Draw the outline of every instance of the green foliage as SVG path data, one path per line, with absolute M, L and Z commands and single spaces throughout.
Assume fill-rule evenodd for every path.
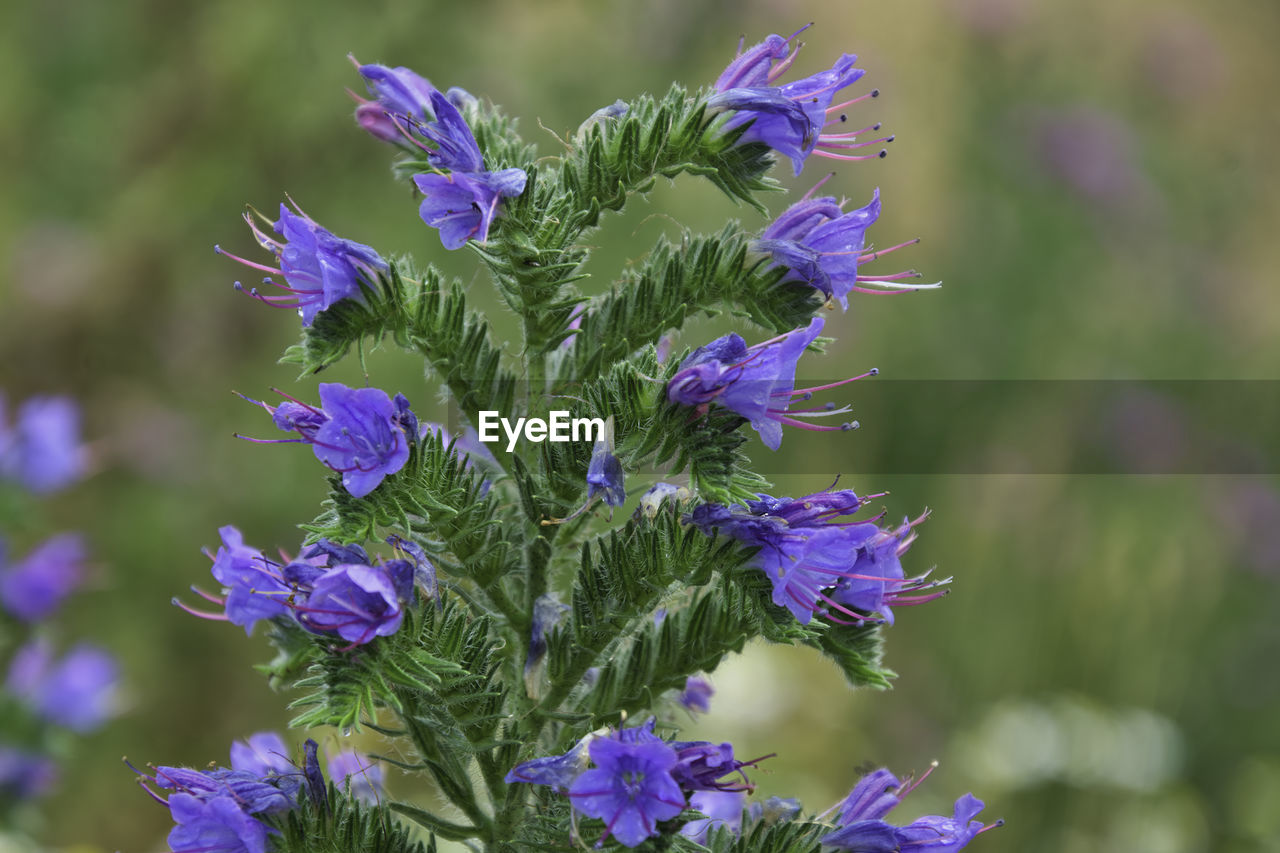
M 680 245 L 659 240 L 638 267 L 587 303 L 578 331 L 586 345 L 569 350 L 561 375 L 594 376 L 720 306 L 774 333 L 807 324 L 821 305 L 818 291 L 782 284 L 786 271 L 751 258 L 749 242 L 736 222 L 715 236 L 686 233 Z
M 312 540 L 337 542 L 399 530 L 450 574 L 487 585 L 514 571 L 519 557 L 502 532 L 497 500 L 485 494 L 486 476 L 468 469 L 453 444 L 426 435 L 410 449 L 404 468 L 364 498 L 352 497 L 340 477 L 331 477 L 325 512 L 303 529 Z
M 328 789 L 328 807 L 303 794 L 300 807 L 276 819 L 276 853 L 436 853 L 435 839 L 426 844 L 397 821 L 386 806 L 367 806 Z

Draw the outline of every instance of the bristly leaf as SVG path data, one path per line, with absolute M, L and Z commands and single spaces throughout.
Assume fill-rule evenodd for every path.
M 680 245 L 660 239 L 608 293 L 587 303 L 560 360 L 561 381 L 595 376 L 721 305 L 774 334 L 807 324 L 821 307 L 818 291 L 783 283 L 786 271 L 749 253 L 748 243 L 735 222 L 715 236 L 686 234 Z
M 382 528 L 396 529 L 454 576 L 488 585 L 513 571 L 520 558 L 518 543 L 502 532 L 499 505 L 486 492 L 485 477 L 466 466 L 453 443 L 446 446 L 428 434 L 410 449 L 404 468 L 363 498 L 352 497 L 340 477 L 331 477 L 326 511 L 302 527 L 311 540 L 338 542 L 374 540 Z
M 301 798 L 299 808 L 271 818 L 275 853 L 435 853 L 435 839 L 414 838 L 386 806 L 368 806 L 328 786 L 330 808 Z

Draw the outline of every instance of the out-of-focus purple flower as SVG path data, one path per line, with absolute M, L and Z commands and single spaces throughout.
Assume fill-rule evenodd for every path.
M 96 646 L 76 646 L 54 663 L 37 640 L 13 656 L 6 686 L 45 720 L 85 734 L 115 714 L 119 680 L 115 658 Z
M 44 619 L 80 585 L 85 557 L 79 534 L 63 533 L 46 540 L 21 562 L 0 568 L 0 603 L 24 622 Z
M 790 48 L 799 32 L 784 39 L 771 35 L 754 47 L 742 51 L 716 80 L 716 94 L 708 101 L 712 109 L 735 112 L 724 125 L 726 131 L 750 124 L 739 138 L 740 143 L 761 142 L 791 159 L 795 173 L 800 174 L 805 159 L 817 154 L 836 160 L 866 160 L 883 157 L 885 150 L 874 154 L 851 154 L 851 150 L 892 142 L 887 136 L 870 141 L 857 141 L 858 136 L 880 129 L 879 124 L 856 131 L 825 132 L 827 127 L 846 121 L 840 113 L 866 98 L 879 95 L 873 90 L 861 97 L 832 105 L 835 93 L 857 82 L 866 73 L 855 68 L 852 54 L 843 54 L 830 69 L 781 86 L 774 83 L 791 67 L 799 46 Z
M 404 609 L 391 576 L 381 566 L 336 566 L 313 584 L 297 606 L 298 621 L 333 632 L 353 646 L 400 629 Z
M 226 595 L 226 618 L 253 632 L 260 619 L 274 619 L 289 612 L 292 587 L 284 582 L 280 564 L 244 544 L 244 535 L 227 525 L 218 528 L 222 547 L 213 557 L 213 576 Z M 205 552 L 208 553 L 208 552 Z
M 799 814 L 800 801 L 793 797 L 770 797 L 747 807 L 747 819 L 751 823 L 763 822 L 765 826 L 794 820 Z
M 1031 146 L 1041 168 L 1091 209 L 1149 206 L 1152 187 L 1135 153 L 1133 128 L 1123 118 L 1096 107 L 1069 107 L 1031 121 Z
M 746 791 L 695 791 L 689 797 L 689 807 L 706 817 L 689 821 L 680 827 L 680 834 L 702 845 L 707 843 L 707 835 L 713 829 L 723 827 L 739 835 L 746 803 Z
M 902 798 L 915 790 L 929 774 L 918 780 L 900 781 L 888 770 L 880 769 L 864 776 L 839 803 L 837 822 L 840 828 L 822 837 L 822 843 L 838 850 L 856 853 L 898 853 L 901 850 L 931 850 L 955 853 L 981 832 L 1000 826 L 1003 821 L 984 826 L 974 820 L 983 803 L 973 794 L 956 800 L 951 817 L 927 815 L 906 826 L 894 826 L 883 818 Z
M 691 675 L 685 680 L 684 690 L 680 691 L 678 701 L 689 711 L 702 714 L 711 711 L 711 697 L 715 695 L 711 682 L 701 676 Z
M 177 824 L 168 838 L 173 853 L 266 853 L 266 824 L 231 797 L 201 800 L 174 794 L 169 811 Z
M 388 266 L 372 248 L 353 240 L 335 237 L 314 219 L 295 205 L 294 213 L 287 205 L 280 205 L 280 218 L 272 224 L 283 241 L 270 237 L 262 230 L 258 220 L 270 222 L 256 211 L 247 212 L 244 220 L 249 224 L 258 245 L 275 255 L 279 268 L 246 260 L 220 246 L 215 250 L 245 266 L 268 273 L 264 284 L 283 291 L 267 296 L 258 289 L 248 293 L 255 299 L 277 308 L 296 308 L 302 317 L 302 325 L 310 326 L 316 314 L 343 299 L 359 300 L 363 297 L 362 282 L 377 281 L 378 274 Z M 282 276 L 281 283 L 271 275 Z M 236 283 L 241 287 L 240 283 Z M 242 288 L 243 289 L 243 288 Z
M 636 847 L 657 834 L 658 821 L 685 808 L 685 797 L 671 775 L 676 752 L 661 740 L 624 741 L 598 737 L 588 747 L 595 769 L 569 788 L 573 807 L 605 823 L 605 836 Z
M 352 797 L 373 805 L 382 795 L 382 767 L 367 755 L 345 750 L 329 758 L 329 779 L 339 789 L 347 788 Z
M 37 494 L 68 486 L 84 475 L 80 409 L 70 397 L 31 397 L 11 427 L 0 396 L 0 477 Z
M 573 346 L 573 342 L 578 338 L 577 332 L 579 329 L 582 328 L 582 318 L 586 313 L 587 313 L 587 303 L 579 302 L 577 305 L 573 306 L 573 310 L 569 312 L 568 328 L 574 334 L 569 335 L 563 341 L 560 342 L 560 349 L 569 349 L 571 346 Z
M 547 634 L 564 621 L 569 605 L 563 604 L 551 593 L 538 596 L 533 602 L 533 627 L 530 629 L 529 654 L 524 659 L 525 689 L 530 696 L 540 692 L 540 675 L 543 659 L 547 655 Z
M 872 369 L 840 382 L 795 390 L 796 363 L 822 332 L 823 323 L 821 317 L 815 317 L 805 328 L 751 347 L 736 334 L 716 338 L 681 362 L 680 370 L 667 384 L 667 399 L 700 408 L 719 403 L 750 421 L 751 427 L 760 433 L 761 441 L 772 450 L 782 444 L 783 424 L 818 432 L 856 429 L 857 421 L 823 426 L 805 420 L 841 415 L 849 411 L 847 406 L 793 408 L 793 404 L 808 400 L 815 391 L 875 376 L 878 372 Z
M 234 741 L 231 744 L 231 769 L 244 770 L 259 777 L 297 772 L 289 758 L 289 748 L 275 732 L 257 732 L 249 735 L 247 741 Z
M 0 745 L 0 800 L 29 800 L 47 793 L 58 780 L 52 758 Z
M 859 264 L 874 260 L 915 240 L 888 249 L 868 252 L 867 228 L 880 216 L 880 191 L 876 190 L 864 207 L 845 213 L 830 197 L 805 198 L 783 211 L 764 230 L 752 248 L 773 259 L 773 266 L 790 270 L 786 281 L 799 281 L 822 291 L 842 308 L 849 307 L 849 294 L 909 293 L 937 287 L 937 284 L 903 284 L 918 278 L 915 270 L 888 275 L 865 275 Z

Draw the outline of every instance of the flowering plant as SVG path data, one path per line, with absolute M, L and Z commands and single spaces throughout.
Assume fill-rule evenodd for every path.
M 397 150 L 396 173 L 444 248 L 487 269 L 520 320 L 519 356 L 494 340 L 467 288 L 433 267 L 384 259 L 296 205 L 281 206 L 279 238 L 249 217 L 279 266 L 231 257 L 283 279 L 266 280 L 283 295 L 249 292 L 300 314 L 286 361 L 310 376 L 367 340 L 389 340 L 425 361 L 458 423 L 420 421 L 425 394 L 339 383 L 320 384 L 319 405 L 251 401 L 292 436 L 253 440 L 311 445 L 328 500 L 300 525 L 296 556 L 269 557 L 222 528 L 209 555 L 217 589 L 197 589 L 205 605 L 182 606 L 246 632 L 263 624 L 279 654 L 262 669 L 301 694 L 294 726 L 380 733 L 390 742 L 382 760 L 429 777 L 446 805 L 395 799 L 377 756 L 331 759 L 326 780 L 314 740 L 299 757 L 260 733 L 233 748 L 230 768 L 142 774 L 172 811 L 173 850 L 310 850 L 326 839 L 399 851 L 447 839 L 486 851 L 575 841 L 941 851 L 989 828 L 974 819 L 982 803 L 972 795 L 951 817 L 887 822 L 914 787 L 887 770 L 824 815 L 752 802 L 763 758 L 682 741 L 659 723 L 677 704 L 705 710 L 704 675 L 752 638 L 813 647 L 850 684 L 886 686 L 882 626 L 945 583 L 902 565 L 923 516 L 883 526 L 868 507 L 883 495 L 847 489 L 765 494 L 744 450 L 747 425 L 769 451 L 784 427 L 856 426 L 821 422 L 847 408 L 807 401 L 875 371 L 796 388 L 797 362 L 834 330 L 817 312 L 847 308 L 855 293 L 932 286 L 911 284 L 910 270 L 861 270 L 888 251 L 868 249 L 878 191 L 847 213 L 811 191 L 772 225 L 686 233 L 607 290 L 582 285 L 604 213 L 659 177 L 705 177 L 765 214 L 779 157 L 800 174 L 811 157 L 883 156 L 892 137 L 862 139 L 878 124 L 841 130 L 842 110 L 877 93 L 833 104 L 864 75 L 856 57 L 778 82 L 798 35 L 740 48 L 697 92 L 673 86 L 604 107 L 549 158 L 461 89 L 356 63 L 370 96 L 357 96 L 357 123 Z M 871 153 L 857 153 L 864 146 Z M 733 333 L 667 357 L 671 333 L 725 307 L 765 340 Z M 564 400 L 599 424 L 594 435 L 548 439 L 545 419 L 554 424 Z M 495 413 L 517 424 L 513 436 L 523 425 L 525 440 L 490 452 L 483 416 Z M 679 484 L 637 487 L 642 471 Z M 615 517 L 629 497 L 634 512 Z

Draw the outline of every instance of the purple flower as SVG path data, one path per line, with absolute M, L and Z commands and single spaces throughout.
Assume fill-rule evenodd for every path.
M 528 785 L 549 785 L 556 793 L 564 793 L 573 781 L 587 770 L 587 747 L 597 735 L 589 734 L 573 745 L 564 755 L 535 758 L 511 768 L 503 779 L 508 785 L 524 782 Z
M 928 777 L 900 781 L 881 768 L 864 776 L 839 804 L 837 822 L 840 828 L 822 837 L 824 845 L 856 853 L 899 853 L 899 851 L 932 850 L 955 853 L 974 836 L 1000 826 L 1003 821 L 984 826 L 974 820 L 983 803 L 973 794 L 956 800 L 951 817 L 927 815 L 906 826 L 894 826 L 883 818 L 902 798 Z
M 372 492 L 383 478 L 399 471 L 409 461 L 406 423 L 416 423 L 417 419 L 377 388 L 349 388 L 337 382 L 322 382 L 322 408 L 319 409 L 296 400 L 275 407 L 258 400 L 250 402 L 270 412 L 278 428 L 300 436 L 251 441 L 310 444 L 316 458 L 342 474 L 342 485 L 357 498 Z
M 691 820 L 680 827 L 680 834 L 706 845 L 707 834 L 721 827 L 734 835 L 742 832 L 742 809 L 747 802 L 746 791 L 695 791 L 689 797 L 689 807 L 706 815 Z
M 680 698 L 677 699 L 689 711 L 698 711 L 706 714 L 711 711 L 711 697 L 715 695 L 715 688 L 711 686 L 711 682 L 697 675 L 691 675 L 685 680 L 684 690 L 680 691 Z
M 681 362 L 680 370 L 667 384 L 667 399 L 697 406 L 703 411 L 703 407 L 719 403 L 750 421 L 765 446 L 772 450 L 782 444 L 783 424 L 818 432 L 855 429 L 857 421 L 820 426 L 804 420 L 844 414 L 849 411 L 847 406 L 839 409 L 833 405 L 792 407 L 798 401 L 809 399 L 814 391 L 835 388 L 878 372 L 872 369 L 840 382 L 795 390 L 796 363 L 822 331 L 823 322 L 821 317 L 815 317 L 805 328 L 752 347 L 736 334 L 717 338 Z
M 24 622 L 44 619 L 80 585 L 85 556 L 79 534 L 46 540 L 22 562 L 0 571 L 0 602 Z
M 657 834 L 658 821 L 684 811 L 685 797 L 671 775 L 674 749 L 657 739 L 622 740 L 621 734 L 591 742 L 595 769 L 574 780 L 569 797 L 578 812 L 604 821 L 605 837 L 636 847 Z
M 354 750 L 339 752 L 329 759 L 329 778 L 338 788 L 348 788 L 351 796 L 370 805 L 382 794 L 382 767 Z
M 38 494 L 55 492 L 84 474 L 80 410 L 70 397 L 32 397 L 9 428 L 0 396 L 0 477 Z
M 874 536 L 862 543 L 853 565 L 831 594 L 833 606 L 842 604 L 868 613 L 879 613 L 892 625 L 893 605 L 922 604 L 944 595 L 945 591 L 910 595 L 947 581 L 928 581 L 928 573 L 907 579 L 902 569 L 900 558 L 916 540 L 915 527 L 925 517 L 903 519 L 902 524 L 895 528 L 877 529 Z
M 58 779 L 58 765 L 48 756 L 0 745 L 0 800 L 39 797 Z
M 898 562 L 925 515 L 882 529 L 874 520 L 839 520 L 870 499 L 848 490 L 799 499 L 759 498 L 742 507 L 702 504 L 686 521 L 705 533 L 719 530 L 759 548 L 753 561 L 773 585 L 773 602 L 802 624 L 814 613 L 837 624 L 873 621 L 864 614 L 878 613 L 892 624 L 892 606 L 923 604 L 945 594 L 914 594 L 950 579 L 930 581 L 928 573 L 907 578 Z
M 240 809 L 231 797 L 201 800 L 190 794 L 169 797 L 177 824 L 169 832 L 173 853 L 265 853 L 267 827 Z
M 317 578 L 298 621 L 315 631 L 334 632 L 352 646 L 386 637 L 404 620 L 396 583 L 385 566 L 336 566 Z
M 755 761 L 738 761 L 733 757 L 733 744 L 710 743 L 705 740 L 673 741 L 676 766 L 671 775 L 686 791 L 742 791 L 751 788 L 745 774 L 741 782 L 723 782 L 722 777 L 739 772 Z M 759 759 L 757 759 L 759 760 Z
M 272 225 L 277 234 L 284 240 L 269 237 L 259 226 L 261 214 L 246 213 L 244 220 L 249 224 L 258 245 L 276 256 L 279 268 L 254 263 L 230 252 L 220 246 L 214 249 L 232 260 L 239 261 L 251 269 L 260 270 L 272 275 L 284 277 L 280 283 L 270 276 L 263 283 L 283 291 L 283 293 L 266 296 L 257 288 L 249 290 L 250 295 L 260 302 L 278 308 L 296 308 L 302 317 L 302 325 L 310 326 L 316 314 L 331 307 L 343 299 L 362 298 L 361 288 L 377 280 L 378 273 L 388 266 L 377 252 L 363 243 L 335 237 L 322 228 L 314 219 L 294 206 L 295 214 L 289 208 L 280 205 L 280 218 Z M 237 282 L 239 287 L 240 283 Z
M 211 571 L 226 596 L 227 620 L 248 635 L 258 620 L 287 614 L 293 588 L 284 582 L 280 564 L 245 545 L 243 534 L 231 525 L 218 528 L 218 535 L 222 547 L 213 557 Z
M 38 640 L 13 656 L 6 686 L 43 719 L 85 734 L 115 714 L 119 679 L 119 665 L 102 649 L 82 644 L 55 664 Z
M 156 787 L 175 791 L 200 800 L 228 797 L 248 814 L 276 814 L 298 805 L 297 777 L 269 776 L 251 770 L 192 770 L 188 767 L 157 767 L 153 776 L 144 777 Z M 170 798 L 172 802 L 172 798 Z
M 859 135 L 879 130 L 879 124 L 852 132 L 824 132 L 828 126 L 846 120 L 839 112 L 841 109 L 879 94 L 876 90 L 834 106 L 831 104 L 836 92 L 857 82 L 866 73 L 853 67 L 858 60 L 856 56 L 843 54 L 828 70 L 781 86 L 773 85 L 799 53 L 798 46 L 794 50 L 789 48 L 796 35 L 799 32 L 788 39 L 771 35 L 747 51 L 740 49 L 738 57 L 716 80 L 716 94 L 708 101 L 708 106 L 735 111 L 724 129 L 728 131 L 749 125 L 738 141 L 743 144 L 761 142 L 784 154 L 791 159 L 797 175 L 810 154 L 836 160 L 883 157 L 883 149 L 866 155 L 844 153 L 892 142 L 892 136 L 857 141 Z
M 606 421 L 605 435 L 591 448 L 591 461 L 587 464 L 587 500 L 601 492 L 609 506 L 627 502 L 626 472 L 613 455 L 613 418 Z
M 258 732 L 249 735 L 247 741 L 233 742 L 231 769 L 243 770 L 262 778 L 297 771 L 289 758 L 289 748 L 285 746 L 284 739 L 275 732 Z
M 415 130 L 431 143 L 418 143 L 436 172 L 413 176 L 423 194 L 418 213 L 422 221 L 440 230 L 446 249 L 460 249 L 470 239 L 483 243 L 497 214 L 498 202 L 524 192 L 528 175 L 523 169 L 490 172 L 480 146 L 462 113 L 440 92 L 429 97 L 435 120 Z
M 816 188 L 815 188 L 816 189 Z M 783 211 L 752 244 L 773 259 L 773 266 L 790 270 L 786 281 L 799 281 L 821 290 L 829 299 L 849 307 L 849 293 L 909 293 L 938 284 L 902 284 L 917 278 L 915 270 L 889 275 L 862 275 L 858 265 L 915 240 L 867 252 L 866 231 L 880 215 L 880 191 L 865 207 L 844 213 L 834 198 L 805 198 Z
M 408 125 L 434 118 L 431 95 L 436 88 L 425 77 L 403 66 L 388 68 L 357 63 L 356 70 L 365 79 L 369 94 L 377 98 L 376 101 L 360 98 L 356 107 L 356 121 L 373 136 L 384 142 L 403 143 Z
M 446 249 L 461 249 L 468 240 L 483 243 L 498 211 L 498 202 L 524 192 L 528 177 L 522 169 L 501 172 L 424 172 L 413 176 L 422 193 L 418 215 L 440 230 Z

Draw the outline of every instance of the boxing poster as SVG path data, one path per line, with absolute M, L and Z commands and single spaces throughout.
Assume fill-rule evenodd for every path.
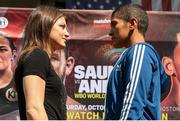
M 33 9 L 0 8 L 0 32 L 8 34 L 15 42 L 17 50 L 23 41 L 23 31 L 28 16 Z M 67 18 L 70 38 L 67 46 L 67 56 L 75 59 L 74 67 L 65 78 L 68 93 L 67 119 L 69 120 L 101 120 L 104 119 L 104 100 L 106 86 L 113 64 L 123 52 L 122 48 L 112 46 L 110 31 L 111 10 L 62 10 Z M 177 43 L 171 39 L 171 33 L 179 26 L 180 14 L 173 12 L 148 12 L 149 28 L 146 33 L 147 42 L 151 43 L 160 54 L 162 60 L 169 57 L 171 47 Z M 174 29 L 173 29 L 174 28 Z M 169 36 L 167 36 L 169 35 Z M 175 40 L 178 40 L 175 34 Z M 170 39 L 165 39 L 170 38 Z M 176 47 L 175 47 L 176 48 Z M 19 51 L 19 50 L 18 50 Z M 18 52 L 17 51 L 17 52 Z M 178 49 L 176 48 L 178 52 Z M 178 61 L 171 58 L 172 61 Z M 180 57 L 179 57 L 180 58 Z M 163 61 L 163 62 L 164 62 Z M 172 76 L 167 93 L 162 95 L 162 120 L 180 120 L 180 67 L 175 61 L 176 69 Z M 180 62 L 180 61 L 179 61 Z M 166 64 L 164 68 L 166 68 Z M 177 67 L 175 67 L 175 65 Z M 166 69 L 168 73 L 168 68 Z M 17 111 L 16 93 L 9 87 L 0 86 L 0 120 L 6 119 L 12 112 Z M 172 98 L 173 97 L 173 98 Z M 9 110 L 10 109 L 10 110 Z M 8 115 L 9 112 L 9 115 Z M 15 113 L 17 116 L 17 112 Z M 17 117 L 13 119 L 18 119 Z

> Task brief:
Scan the entries above. Copy each line that has the string "instance".

> Completed exercise:
Draw the outline of every instance of the green foliage as SVG path data, one path per line, with absolute M, L and Z commands and single spaces throughout.
Draw the outline of every instance of the bristly leaf as SVG path data, one path per line, with absolute M, L and Z commands and single spaces throughout.
Draw the outline of every instance of the out-of-focus purple flower as SVG path data, one path per line, with absolute M, L and Z commands and single spaces throughout.
Draw the outline of every instance of the flowering plant as SVG path data, one path per line, with absolute M, L and Z commands and single spaces throughout.
Draw the outline of every instance of the purple flower as SVG path data, one path per line, with absolute M, L and Z commands and single spaces throughout.
Draw the outline of every instance of the boxing poster as SVG path data, one path per line, with absolute M, L and Z commands and single spaces throughout.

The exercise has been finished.